## Begin GIVEN DATA
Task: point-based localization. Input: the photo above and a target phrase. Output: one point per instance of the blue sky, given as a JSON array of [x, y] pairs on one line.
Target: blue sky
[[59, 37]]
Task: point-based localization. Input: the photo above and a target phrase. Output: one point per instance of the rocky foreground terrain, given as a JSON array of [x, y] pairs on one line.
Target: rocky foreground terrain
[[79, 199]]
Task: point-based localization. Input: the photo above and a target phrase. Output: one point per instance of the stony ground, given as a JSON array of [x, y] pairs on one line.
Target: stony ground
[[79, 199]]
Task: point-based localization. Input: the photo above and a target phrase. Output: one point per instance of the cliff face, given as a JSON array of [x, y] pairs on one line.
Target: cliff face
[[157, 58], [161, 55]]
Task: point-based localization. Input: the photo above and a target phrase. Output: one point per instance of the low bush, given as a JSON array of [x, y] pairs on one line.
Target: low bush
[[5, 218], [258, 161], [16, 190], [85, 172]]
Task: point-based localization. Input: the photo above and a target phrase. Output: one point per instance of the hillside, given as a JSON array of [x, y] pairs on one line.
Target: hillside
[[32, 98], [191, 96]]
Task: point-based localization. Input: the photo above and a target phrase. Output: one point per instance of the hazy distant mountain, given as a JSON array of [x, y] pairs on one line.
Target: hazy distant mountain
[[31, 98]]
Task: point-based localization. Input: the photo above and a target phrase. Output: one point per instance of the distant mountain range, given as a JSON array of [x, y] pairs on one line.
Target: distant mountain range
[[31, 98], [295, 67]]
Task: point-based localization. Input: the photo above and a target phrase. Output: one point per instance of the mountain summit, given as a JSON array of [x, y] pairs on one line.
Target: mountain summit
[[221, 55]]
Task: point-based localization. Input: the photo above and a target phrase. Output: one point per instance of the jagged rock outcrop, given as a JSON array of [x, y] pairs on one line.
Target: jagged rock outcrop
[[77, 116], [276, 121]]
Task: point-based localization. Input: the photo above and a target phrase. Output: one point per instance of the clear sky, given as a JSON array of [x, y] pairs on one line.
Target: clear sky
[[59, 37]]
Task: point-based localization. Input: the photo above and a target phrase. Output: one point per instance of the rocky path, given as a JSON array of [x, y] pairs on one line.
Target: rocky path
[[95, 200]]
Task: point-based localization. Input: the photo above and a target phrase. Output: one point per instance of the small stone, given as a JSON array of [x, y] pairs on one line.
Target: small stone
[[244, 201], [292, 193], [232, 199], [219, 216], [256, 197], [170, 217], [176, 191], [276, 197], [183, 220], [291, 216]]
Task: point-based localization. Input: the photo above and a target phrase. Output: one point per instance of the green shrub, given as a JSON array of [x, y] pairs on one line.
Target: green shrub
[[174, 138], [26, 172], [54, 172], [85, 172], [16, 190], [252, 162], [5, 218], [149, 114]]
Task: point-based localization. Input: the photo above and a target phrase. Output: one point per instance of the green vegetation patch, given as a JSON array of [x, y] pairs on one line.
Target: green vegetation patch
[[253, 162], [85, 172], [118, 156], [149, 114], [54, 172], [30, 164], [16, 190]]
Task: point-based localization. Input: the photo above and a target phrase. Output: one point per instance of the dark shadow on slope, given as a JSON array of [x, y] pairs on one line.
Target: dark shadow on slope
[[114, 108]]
## End GIVEN DATA
PROBLEM DETAILS: Output, word for word, the part of the data that opens with the line containing "green shrub, given" and closes with the line containing "Target: green shrub", including both of those lines.

RESPONSE TO THE EXERCISE:
Task: point-based localization. Input: the photo above and a target phrase. Output: one point per instance of the green shrub, given as a JSON array of [x, y] pairs on one line.
Target: green shrub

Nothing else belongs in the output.